EXERCISE OBJECTIVE: Repeat the listing word for word, but skip any pictures.

DATASET RECORDS:
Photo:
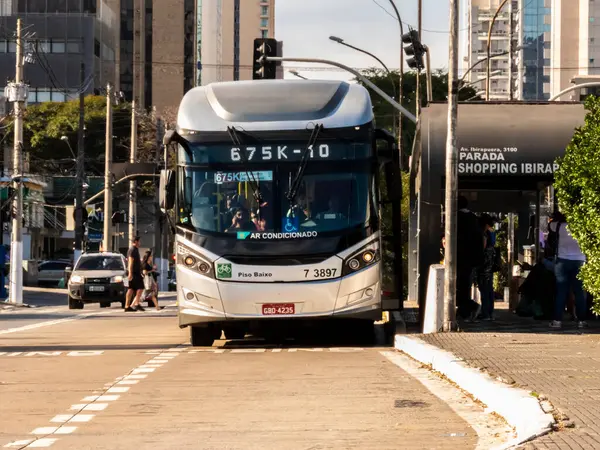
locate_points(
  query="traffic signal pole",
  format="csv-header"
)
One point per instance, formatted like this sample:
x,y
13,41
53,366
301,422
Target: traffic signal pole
x,y
79,216
19,96
132,219
107,231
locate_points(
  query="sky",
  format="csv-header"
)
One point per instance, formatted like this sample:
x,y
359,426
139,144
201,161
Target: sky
x,y
304,26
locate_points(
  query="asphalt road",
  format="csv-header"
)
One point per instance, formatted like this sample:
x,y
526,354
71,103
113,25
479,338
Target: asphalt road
x,y
105,379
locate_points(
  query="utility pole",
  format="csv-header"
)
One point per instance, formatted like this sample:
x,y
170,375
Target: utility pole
x,y
511,31
162,251
80,170
451,175
489,51
107,232
132,184
18,96
419,27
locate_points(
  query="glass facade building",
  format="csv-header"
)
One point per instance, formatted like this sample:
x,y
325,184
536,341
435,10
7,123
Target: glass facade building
x,y
534,43
61,34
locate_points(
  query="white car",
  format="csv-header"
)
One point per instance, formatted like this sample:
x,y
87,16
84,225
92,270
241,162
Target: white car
x,y
98,278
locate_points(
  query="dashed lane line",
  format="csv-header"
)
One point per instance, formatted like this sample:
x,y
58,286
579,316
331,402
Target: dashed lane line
x,y
111,392
48,323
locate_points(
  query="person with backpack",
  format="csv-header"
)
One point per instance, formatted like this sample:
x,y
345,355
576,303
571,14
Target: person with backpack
x,y
469,253
485,270
568,260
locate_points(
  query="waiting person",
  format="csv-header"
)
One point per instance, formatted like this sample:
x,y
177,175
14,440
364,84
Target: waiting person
x,y
149,280
568,262
485,270
469,252
136,281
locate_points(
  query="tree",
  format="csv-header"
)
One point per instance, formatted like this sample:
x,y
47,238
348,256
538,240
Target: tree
x,y
577,187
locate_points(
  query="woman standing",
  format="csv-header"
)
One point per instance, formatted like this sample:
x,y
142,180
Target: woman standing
x,y
148,271
567,263
485,272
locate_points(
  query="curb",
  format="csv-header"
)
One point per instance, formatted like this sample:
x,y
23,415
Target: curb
x,y
522,411
10,305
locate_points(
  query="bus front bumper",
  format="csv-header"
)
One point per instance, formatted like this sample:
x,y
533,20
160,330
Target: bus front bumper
x,y
205,300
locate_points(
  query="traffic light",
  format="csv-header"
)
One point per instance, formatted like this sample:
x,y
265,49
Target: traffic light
x,y
263,69
415,50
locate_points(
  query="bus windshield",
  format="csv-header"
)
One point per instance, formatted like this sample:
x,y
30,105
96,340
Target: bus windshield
x,y
223,201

REPLY:
Photo:
locate_points(
  query="traffic signal pole",
  format="csv-header"
)
One point per instance, formatted like this sample:
x,y
13,41
53,366
301,422
Target: traffic signal pole
x,y
79,216
19,96
132,219
107,231
locate_points(
  query="sky",
  format="csv-header"
)
One point per instance, formatted like this sample:
x,y
359,426
139,144
201,161
Target: sky
x,y
304,26
locate_points(
  query="asphalt road",
  format="csv-header"
)
One point per instance, formatted like this sample:
x,y
526,354
71,103
113,25
479,338
Target: asphalt road
x,y
105,379
locate_points(
  query="utility pole",
  format="csv-header"
)
One point per instance, formatted like this sample:
x,y
170,375
Target: utility pole
x,y
511,31
162,251
80,170
451,175
489,51
107,232
132,184
18,96
419,27
locate_points(
  query="glass facade building",
  format="csv-header"
)
One point per instance, formatted like this sample:
x,y
325,184
536,341
435,10
7,123
Target: glass facade building
x,y
534,43
61,34
locate_points(
  query="white car",
  format="csv-header"
)
One point per instance, formatted like this sample:
x,y
87,16
84,225
92,270
241,162
Target: white car
x,y
98,278
locate_points(
  query="dashed lane line",
  format="csv-header"
)
One point per instance, formatted like this sample:
x,y
58,286
579,316
331,402
Target: dashed lane line
x,y
111,392
48,323
locate_points(
  query="person with backpack",
  format="csv-header"
)
One point per instance, formatted like this sample:
x,y
345,355
576,303
571,14
Target: person with backpack
x,y
469,253
485,270
568,260
locate_points(
  query="waiting person",
  format="csv-header"
)
One point per instance, formatted like this sample:
x,y
177,175
14,440
364,84
Target: waiting person
x,y
149,280
568,262
485,270
469,252
136,281
locate_points(
  query="tree",
  format="csv-header"
)
One point per instance, formatted like this sample:
x,y
47,238
348,256
538,240
Target: tree
x,y
577,187
locate_points(
  query="woman standing",
  format="csv-header"
)
One point per instance, formatted like this sample:
x,y
142,180
Target: woman standing
x,y
148,271
567,263
485,272
locate_points(
  query="curb",
  format="csv-header"
)
One point per instance, formatted like this sample:
x,y
23,415
Target: curb
x,y
522,411
10,305
locate_points(
  query="bus front bumper",
  format="csv-header"
)
One point per instance, formatted like this sample:
x,y
533,20
160,330
Target: bus front bumper
x,y
205,300
locate_points(
  query="traffic light",
  format="csv-header"
)
One point per instance, formatted like this sample:
x,y
265,49
Target: traffic light
x,y
263,69
415,50
locate_points(
  query="bus windshield",
  format="csv-header"
)
One point per instance, formatted like this sample:
x,y
30,105
96,340
Target: bus windshield
x,y
223,201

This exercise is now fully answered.